[Start of INPUT DATA]

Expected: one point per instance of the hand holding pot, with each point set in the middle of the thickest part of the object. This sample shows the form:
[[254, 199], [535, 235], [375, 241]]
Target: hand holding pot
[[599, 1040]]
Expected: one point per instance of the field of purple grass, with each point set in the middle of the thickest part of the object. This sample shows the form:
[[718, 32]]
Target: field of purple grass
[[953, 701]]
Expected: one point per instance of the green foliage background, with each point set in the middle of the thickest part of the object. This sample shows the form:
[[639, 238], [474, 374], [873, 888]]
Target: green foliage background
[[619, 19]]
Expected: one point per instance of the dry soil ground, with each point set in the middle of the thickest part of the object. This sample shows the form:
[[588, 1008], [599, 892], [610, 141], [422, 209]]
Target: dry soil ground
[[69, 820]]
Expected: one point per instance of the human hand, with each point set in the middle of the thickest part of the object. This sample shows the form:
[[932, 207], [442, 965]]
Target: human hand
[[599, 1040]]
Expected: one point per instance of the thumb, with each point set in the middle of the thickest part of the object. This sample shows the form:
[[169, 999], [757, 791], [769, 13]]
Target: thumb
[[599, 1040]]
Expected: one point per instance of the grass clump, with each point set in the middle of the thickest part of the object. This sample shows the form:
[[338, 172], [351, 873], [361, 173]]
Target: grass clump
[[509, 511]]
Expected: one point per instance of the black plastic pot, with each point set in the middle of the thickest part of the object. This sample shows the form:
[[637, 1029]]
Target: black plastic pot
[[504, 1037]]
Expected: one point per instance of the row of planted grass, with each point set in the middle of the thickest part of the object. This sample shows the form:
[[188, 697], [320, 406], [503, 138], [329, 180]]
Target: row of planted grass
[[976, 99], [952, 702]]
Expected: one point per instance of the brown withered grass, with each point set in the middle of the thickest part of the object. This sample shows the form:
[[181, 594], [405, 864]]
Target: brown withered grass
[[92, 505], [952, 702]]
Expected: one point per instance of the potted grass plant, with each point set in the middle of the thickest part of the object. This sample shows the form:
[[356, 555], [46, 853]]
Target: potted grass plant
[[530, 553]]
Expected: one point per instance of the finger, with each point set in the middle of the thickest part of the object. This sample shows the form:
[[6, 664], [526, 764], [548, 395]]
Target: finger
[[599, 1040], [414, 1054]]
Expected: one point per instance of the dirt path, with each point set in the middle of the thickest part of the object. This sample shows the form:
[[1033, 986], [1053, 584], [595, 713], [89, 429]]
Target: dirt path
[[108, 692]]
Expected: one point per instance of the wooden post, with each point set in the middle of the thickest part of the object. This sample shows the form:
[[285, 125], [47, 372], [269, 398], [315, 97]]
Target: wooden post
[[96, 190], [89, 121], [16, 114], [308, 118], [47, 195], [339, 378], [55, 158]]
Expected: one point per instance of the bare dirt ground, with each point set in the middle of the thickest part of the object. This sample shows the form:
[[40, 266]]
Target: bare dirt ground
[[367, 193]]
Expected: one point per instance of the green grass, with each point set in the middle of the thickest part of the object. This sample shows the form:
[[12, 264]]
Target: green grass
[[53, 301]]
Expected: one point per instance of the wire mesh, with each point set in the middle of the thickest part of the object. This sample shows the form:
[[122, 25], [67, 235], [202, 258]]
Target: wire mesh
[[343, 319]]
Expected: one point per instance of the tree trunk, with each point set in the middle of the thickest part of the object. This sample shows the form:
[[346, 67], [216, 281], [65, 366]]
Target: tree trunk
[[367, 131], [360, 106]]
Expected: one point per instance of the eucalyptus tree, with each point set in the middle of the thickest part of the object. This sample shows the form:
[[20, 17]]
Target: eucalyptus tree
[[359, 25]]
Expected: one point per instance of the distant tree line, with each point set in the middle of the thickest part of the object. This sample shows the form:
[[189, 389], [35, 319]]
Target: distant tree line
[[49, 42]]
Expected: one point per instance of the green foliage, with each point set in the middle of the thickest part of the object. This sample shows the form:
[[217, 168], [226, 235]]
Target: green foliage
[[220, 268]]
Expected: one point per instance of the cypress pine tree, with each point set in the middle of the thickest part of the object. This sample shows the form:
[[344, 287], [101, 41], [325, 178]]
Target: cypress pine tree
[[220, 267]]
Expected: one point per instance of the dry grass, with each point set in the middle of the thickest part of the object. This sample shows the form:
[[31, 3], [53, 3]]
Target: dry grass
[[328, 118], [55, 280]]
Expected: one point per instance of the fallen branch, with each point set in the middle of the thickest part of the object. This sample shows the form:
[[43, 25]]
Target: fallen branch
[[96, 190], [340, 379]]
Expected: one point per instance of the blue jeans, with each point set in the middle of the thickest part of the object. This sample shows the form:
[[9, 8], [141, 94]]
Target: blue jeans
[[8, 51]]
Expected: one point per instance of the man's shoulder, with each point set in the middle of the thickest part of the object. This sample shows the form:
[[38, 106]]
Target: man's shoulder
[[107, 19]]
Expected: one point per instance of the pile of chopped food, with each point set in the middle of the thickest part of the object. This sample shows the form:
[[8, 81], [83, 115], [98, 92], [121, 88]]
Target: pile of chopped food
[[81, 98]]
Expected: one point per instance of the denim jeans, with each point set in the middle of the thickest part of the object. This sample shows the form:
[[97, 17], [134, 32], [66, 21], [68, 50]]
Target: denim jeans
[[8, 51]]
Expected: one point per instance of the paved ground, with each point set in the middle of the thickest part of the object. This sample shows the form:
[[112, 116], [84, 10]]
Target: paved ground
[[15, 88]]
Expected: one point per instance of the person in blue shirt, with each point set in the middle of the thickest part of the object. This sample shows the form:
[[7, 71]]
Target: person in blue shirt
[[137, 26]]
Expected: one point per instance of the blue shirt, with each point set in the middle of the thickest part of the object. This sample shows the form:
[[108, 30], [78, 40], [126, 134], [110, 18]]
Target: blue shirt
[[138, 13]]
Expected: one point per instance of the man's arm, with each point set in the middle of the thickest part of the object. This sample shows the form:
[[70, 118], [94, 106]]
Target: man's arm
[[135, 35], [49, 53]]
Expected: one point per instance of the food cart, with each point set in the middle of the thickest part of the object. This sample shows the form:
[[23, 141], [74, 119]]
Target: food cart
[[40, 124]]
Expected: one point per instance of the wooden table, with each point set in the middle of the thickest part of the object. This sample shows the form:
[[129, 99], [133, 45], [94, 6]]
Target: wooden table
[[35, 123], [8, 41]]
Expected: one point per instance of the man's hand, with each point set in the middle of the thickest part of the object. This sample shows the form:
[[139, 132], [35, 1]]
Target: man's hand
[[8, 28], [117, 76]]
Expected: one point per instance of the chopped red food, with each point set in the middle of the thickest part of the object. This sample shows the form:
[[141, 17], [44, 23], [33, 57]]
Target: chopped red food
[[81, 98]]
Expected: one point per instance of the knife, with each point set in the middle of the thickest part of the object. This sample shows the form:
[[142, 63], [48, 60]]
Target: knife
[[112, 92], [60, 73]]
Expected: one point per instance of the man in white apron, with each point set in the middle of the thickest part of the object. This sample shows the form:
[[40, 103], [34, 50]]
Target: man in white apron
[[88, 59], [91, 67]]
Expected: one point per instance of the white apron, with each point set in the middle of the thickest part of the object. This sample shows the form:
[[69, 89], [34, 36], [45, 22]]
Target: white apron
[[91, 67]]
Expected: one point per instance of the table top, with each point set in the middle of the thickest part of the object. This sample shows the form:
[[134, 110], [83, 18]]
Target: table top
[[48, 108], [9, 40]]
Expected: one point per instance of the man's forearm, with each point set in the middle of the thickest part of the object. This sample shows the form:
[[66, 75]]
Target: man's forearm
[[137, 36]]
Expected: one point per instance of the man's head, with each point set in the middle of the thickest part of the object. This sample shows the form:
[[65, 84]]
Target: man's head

[End of INPUT DATA]

— INSTRUCTIONS FOR THE TASK —
Can you write out all of the entries above again, line for line, without changing anything?

— RESULT FOR THIS EXERCISE —
Expected: one point per instance of the hand holding pot, with each point set in the middle of the thickest part of the object. This sample shows the form:
[[254, 199], [535, 235], [375, 241]]
Target: hand holding pot
[[599, 1040]]
Expected: one point per instance of the field of purple grass, with each point set in the middle of the thickest part of the object. This sample shows the form:
[[718, 32]]
Target: field of purple grass
[[953, 701]]
Expected: one point per instance of the green foliage background, with each point set in the middle of the thickest part of the object. This sample shows the form:
[[639, 238], [474, 374], [873, 888]]
Target: green foliage background
[[619, 19]]
Expected: one point per instance of the dry soil ground, with each point set in the middle of the thickest part of the object. This sample shows the form:
[[588, 1008], [599, 892], [610, 141], [422, 209]]
Target: dry soil ground
[[69, 820]]
Expected: one point per instance of the human hand, with each point set in the middle of the thickest part of the object. This sample shows the form:
[[932, 207], [442, 965]]
Target: human hand
[[599, 1040]]
Expected: one point per instance of the thumb, with each point set in the middle of the thickest part of the object. This sample shows the form:
[[169, 999], [757, 791], [769, 13]]
Target: thumb
[[599, 1040]]
Expected: one point per instance of the grass clump, with each point set in the middle of the thickest part of the object. This sample shows the form:
[[338, 172], [351, 873], [361, 173]]
Target: grass clump
[[509, 511]]
Expected: one point per instance of the black plastic pot, with each point set in the middle of the thickest part of the object. This sample shows the form:
[[637, 1029]]
Target: black plastic pot
[[504, 1037]]
Expected: one point per instance of the row of planted grass, with each point set in the middle of the thickest part of the object. This sample shows the form:
[[188, 697], [320, 406], [503, 138], [329, 180]]
Target: row of planted grass
[[976, 99], [952, 702]]
Expected: one point per instance of the brown withered grass, with each point set in the middle of the thickest part of the object. This sample shows the form:
[[181, 594], [405, 864]]
Target: brown withered grass
[[92, 505], [952, 702]]
Expected: one point per instance of the potted grass plant, with each point set in the middle of the thickest part of the object. This sample shows the form:
[[356, 555], [46, 853]]
Target: potted grass plant
[[530, 553]]
Expected: one point per instance of the finger, with each point set in the middle of the thickest part of the object. This sample shows the form:
[[6, 664], [526, 764], [548, 395]]
Target: finger
[[599, 1040], [414, 1054]]
Expected: one point per instance of the dirt path, with each point set in the middle of the thickest part of the object. This sample shows the form:
[[1033, 986], [1053, 584], [595, 713], [89, 429]]
Target: dirt path
[[108, 692]]
Expected: one point per instance of the wooden post, with each point set in the middle of the thickest part of the object. This sample shows the form:
[[285, 125], [47, 372], [269, 398], [315, 97]]
Target: wooden post
[[96, 190], [89, 121], [16, 114], [308, 118], [47, 195], [339, 378], [55, 158]]
Expected: one point per instance of the bare dirt ground, with each point set in the middle of the thickest part of the object. This sample shows the form:
[[40, 266]]
Target: bare dirt ground
[[367, 193]]
Expected: one point per instance of the green grass, with each point set in the middle of the thickest part of the object. This sample shows the form:
[[12, 264]]
Target: green grass
[[53, 301]]
Expected: one point per instance of the wire mesh, with each point set in the middle of the thickest part of the object. This sample shows the form:
[[122, 25], [67, 235], [202, 258]]
Target: wire mesh
[[343, 319]]
Expected: one point per instance of the tree trunk, with each point set in the middle of the thickest part of the object. This sample shows the form:
[[346, 67], [216, 281], [65, 366]]
Target: tree trunk
[[367, 131], [360, 106]]
Expected: one point per instance of the eucalyptus tree, with each point set in the middle of the thickest part of the object. This sample shows the form:
[[20, 17]]
Target: eucalyptus tree
[[359, 25]]
Expected: one point per instance of the distant tree line, with each point set in the middle of the thickest part of the object. This sample shows the form:
[[189, 389], [35, 319]]
Target: distant tree line
[[49, 42]]
Expected: one point per instance of the green foliage, with each point set in the middle of the thickest part of the object. This sample shows the form:
[[217, 168], [226, 235]]
Target: green foliage
[[220, 268]]
Expected: one point per instance of the cypress pine tree, with each point set in the middle of the thickest part of the object. This sample shows the form:
[[344, 287], [101, 41], [325, 178]]
Target: cypress pine tree
[[220, 267]]
Expected: one point per instance of the dry grass, with each point set in the middle of the thickest part of the object. This sample shows the form:
[[31, 3], [53, 3]]
Target: dry grass
[[328, 118], [55, 280]]
Expected: one point per instance of the fallen branch, with each point set in the middle of the thickest part of the object. This sample shows the form:
[[43, 25]]
Target: fallen branch
[[96, 190], [340, 379]]
Expected: one point per instance of the blue jeans, with each point set in the middle of the thickest part of the object. This sample shows the form:
[[9, 8], [141, 94]]
Target: blue jeans
[[8, 51]]
Expected: one point per instance of the man's shoulder, with each point set in the middle of the thickest part of the object. This sample shows the form:
[[38, 106]]
Target: man's shoulder
[[107, 19]]
Expected: one point per instance of the pile of chopped food, with each point set in the middle of the thickest part of the object. This sample shows the form:
[[8, 81], [83, 115], [98, 92], [121, 88]]
Target: pile of chopped food
[[81, 98]]
Expected: one point per instance of the denim jeans, with each point set in the middle of the thickest part of the object. This sample shows the form:
[[97, 17], [134, 32], [66, 21], [68, 50]]
Target: denim jeans
[[8, 51]]
Expected: one point per instance of the paved ground, with each point set in the middle of the thickest part of the object. This sample shows the form:
[[112, 116], [84, 10]]
Target: paved ground
[[15, 88]]
Expected: one point per instance of the person in blue shirt, with each point set in the middle of the thickest part of the object. This sample shows the form:
[[7, 71]]
Target: person in blue shirt
[[137, 26]]
Expected: one point per instance of the blue shirt, with each point set in the middle of the thickest part of the object. This sample shows the form:
[[108, 30], [78, 40], [126, 134], [110, 18]]
Target: blue shirt
[[138, 13]]
Expected: one point per instance of the man's arm, with each point set in the middle of the thickest part of the object. This sample shows the form:
[[70, 118], [94, 106]]
Target: man's arm
[[135, 35], [49, 53]]
Expected: one point per instance of the food cart, with each point set in the middle of the thickest part of the object. This sample shows the form:
[[23, 141], [74, 119]]
Target: food cart
[[40, 124]]
Expected: one point per instance of the wooden table, with each point set in the middle of the thickest part of the object. This sample shows the form:
[[129, 99], [133, 45], [94, 6]]
Target: wooden table
[[35, 123], [8, 41]]
Expected: one point per instance of the man's hand, with each point set in the middle of the thickest part of the object. This sample shows the form:
[[139, 132], [35, 1]]
Target: man's hand
[[8, 28], [117, 76]]
Expected: one point per instance of the chopped red food, with each point set in the middle of the thickest part of the object. This sample shows the form:
[[141, 17], [44, 23], [33, 57]]
Target: chopped red food
[[81, 98]]
Expected: one point per instance of the knife, with each point set in the middle of the thickest part of the object. This sample shows the form:
[[142, 63], [48, 60]]
Target: knife
[[112, 92], [60, 73]]
Expected: one point per instance of the man in white apron, with each point set in the middle of the thickest part of the object. This sample shows the form:
[[40, 103], [34, 50]]
Target: man in white apron
[[88, 59], [91, 67]]
Expected: one point per instance of the white apron, with each point set in the middle of the thickest part of the object. This sample shows the form:
[[69, 89], [34, 36], [45, 22]]
Target: white apron
[[91, 67]]
Expected: one point per instance of the table top, with each point set in the middle of the thickest part of the object. This sample shows the form:
[[134, 110], [83, 18]]
Target: table top
[[48, 108], [9, 40]]
Expected: one point per instance of the man's forearm, with each point set in the middle of the thickest part of the object. This sample shows the form:
[[66, 75]]
Target: man's forearm
[[137, 36]]
Expected: one point per instance of the man's head, with each point set in the middle of the thickest part of the object. This sample shows the form:
[[65, 84]]
Target: man's head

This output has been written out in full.